Natural language region descriptions
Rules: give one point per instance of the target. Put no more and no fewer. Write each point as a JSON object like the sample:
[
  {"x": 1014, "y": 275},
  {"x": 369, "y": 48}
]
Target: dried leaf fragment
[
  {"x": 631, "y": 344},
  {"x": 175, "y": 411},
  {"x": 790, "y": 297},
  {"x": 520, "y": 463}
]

## TASK INSTRUCTIONS
The records need to be reproduced in their entirety, word for word.

## WRITTEN ANSWER
Rules: give one point per instance of the target. Put no more and no fewer. Write each point as a JSON object like the sample:
[
  {"x": 1014, "y": 275},
  {"x": 369, "y": 48}
]
Target: dried leaf fragment
[
  {"x": 631, "y": 344},
  {"x": 175, "y": 411},
  {"x": 790, "y": 297},
  {"x": 520, "y": 463}
]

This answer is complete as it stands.